● **Entries from an annotation dataset**
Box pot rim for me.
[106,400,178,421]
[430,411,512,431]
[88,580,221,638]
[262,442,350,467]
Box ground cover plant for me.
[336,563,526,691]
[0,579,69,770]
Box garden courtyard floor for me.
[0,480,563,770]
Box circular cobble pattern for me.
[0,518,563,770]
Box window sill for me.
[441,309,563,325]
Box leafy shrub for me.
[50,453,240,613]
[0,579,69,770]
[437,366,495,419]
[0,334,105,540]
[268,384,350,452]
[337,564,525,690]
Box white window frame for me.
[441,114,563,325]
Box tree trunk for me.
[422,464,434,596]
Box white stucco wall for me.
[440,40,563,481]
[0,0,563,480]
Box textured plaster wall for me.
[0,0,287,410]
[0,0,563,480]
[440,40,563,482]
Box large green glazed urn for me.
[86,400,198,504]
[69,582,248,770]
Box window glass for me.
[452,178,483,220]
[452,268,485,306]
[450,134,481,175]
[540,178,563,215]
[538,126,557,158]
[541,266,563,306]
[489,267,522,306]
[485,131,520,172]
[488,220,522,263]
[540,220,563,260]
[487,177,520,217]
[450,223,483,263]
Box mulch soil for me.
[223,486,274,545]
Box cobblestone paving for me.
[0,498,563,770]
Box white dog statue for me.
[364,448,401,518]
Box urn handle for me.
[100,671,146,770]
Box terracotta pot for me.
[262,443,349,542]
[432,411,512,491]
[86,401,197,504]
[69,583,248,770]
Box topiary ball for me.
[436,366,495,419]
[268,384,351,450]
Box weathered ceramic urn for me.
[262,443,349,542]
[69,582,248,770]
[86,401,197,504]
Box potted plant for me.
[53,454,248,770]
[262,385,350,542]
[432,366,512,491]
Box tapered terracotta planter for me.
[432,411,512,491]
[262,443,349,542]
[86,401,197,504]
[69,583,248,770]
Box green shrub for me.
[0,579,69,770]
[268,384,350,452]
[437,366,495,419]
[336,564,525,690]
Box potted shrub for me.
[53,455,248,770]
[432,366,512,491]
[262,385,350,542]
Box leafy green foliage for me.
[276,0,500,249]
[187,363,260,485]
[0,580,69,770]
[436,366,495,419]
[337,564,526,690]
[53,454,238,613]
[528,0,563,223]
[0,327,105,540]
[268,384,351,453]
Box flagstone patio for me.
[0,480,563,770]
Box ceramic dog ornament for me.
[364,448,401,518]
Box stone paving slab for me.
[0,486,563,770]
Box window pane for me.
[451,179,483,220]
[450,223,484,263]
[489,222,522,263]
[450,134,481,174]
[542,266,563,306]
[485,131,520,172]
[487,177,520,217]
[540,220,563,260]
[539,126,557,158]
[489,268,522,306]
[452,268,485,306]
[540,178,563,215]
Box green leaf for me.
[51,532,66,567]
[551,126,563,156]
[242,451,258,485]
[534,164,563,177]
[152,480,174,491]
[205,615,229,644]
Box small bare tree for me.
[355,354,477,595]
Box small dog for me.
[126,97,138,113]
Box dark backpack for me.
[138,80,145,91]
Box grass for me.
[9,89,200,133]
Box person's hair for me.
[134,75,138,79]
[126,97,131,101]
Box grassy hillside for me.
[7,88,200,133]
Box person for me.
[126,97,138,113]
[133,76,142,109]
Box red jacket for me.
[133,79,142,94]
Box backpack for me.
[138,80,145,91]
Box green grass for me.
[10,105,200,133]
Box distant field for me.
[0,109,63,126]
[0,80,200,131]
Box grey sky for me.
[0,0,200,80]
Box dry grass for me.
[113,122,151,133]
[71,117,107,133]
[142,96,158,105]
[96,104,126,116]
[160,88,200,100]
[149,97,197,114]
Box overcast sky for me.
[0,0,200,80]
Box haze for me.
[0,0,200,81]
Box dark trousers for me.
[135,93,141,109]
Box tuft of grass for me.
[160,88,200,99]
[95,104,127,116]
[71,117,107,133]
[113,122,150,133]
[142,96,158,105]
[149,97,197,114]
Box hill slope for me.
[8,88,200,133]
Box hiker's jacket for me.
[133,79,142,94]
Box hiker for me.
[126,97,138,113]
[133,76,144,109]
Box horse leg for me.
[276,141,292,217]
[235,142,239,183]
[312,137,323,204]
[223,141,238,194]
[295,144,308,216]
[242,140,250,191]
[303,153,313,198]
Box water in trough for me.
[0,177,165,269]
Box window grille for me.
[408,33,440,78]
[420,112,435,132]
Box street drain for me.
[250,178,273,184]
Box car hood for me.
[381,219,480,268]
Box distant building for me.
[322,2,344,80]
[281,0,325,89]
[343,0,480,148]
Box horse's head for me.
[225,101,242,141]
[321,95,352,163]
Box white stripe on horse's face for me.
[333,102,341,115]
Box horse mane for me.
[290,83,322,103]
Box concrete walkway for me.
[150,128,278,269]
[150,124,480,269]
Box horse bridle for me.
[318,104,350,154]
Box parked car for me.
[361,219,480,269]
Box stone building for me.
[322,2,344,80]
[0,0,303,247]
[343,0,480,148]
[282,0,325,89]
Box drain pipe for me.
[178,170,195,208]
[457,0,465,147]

● **Instruction**
Identify every line in the data above that contains the word "green", and copy each of those lines in full.

● **Written response**
Box large green glazed urn for me.
Box green shrub for me.
Box leafy green foliage for me.
Box green leaf for me.
Box green grass for me.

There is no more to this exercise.